== TASK MATERIAL ==
──────────
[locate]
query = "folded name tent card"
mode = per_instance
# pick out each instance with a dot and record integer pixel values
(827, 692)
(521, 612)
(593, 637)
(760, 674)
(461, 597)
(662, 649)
──────────
Copy the records above line for line, changing nothing.

== RESPONSE ==
[locate]
query = "folded name tent card"
mode = per_instance
# pick out each instance with a dot and record integer pixel values
(827, 692)
(521, 612)
(593, 637)
(760, 674)
(461, 597)
(662, 649)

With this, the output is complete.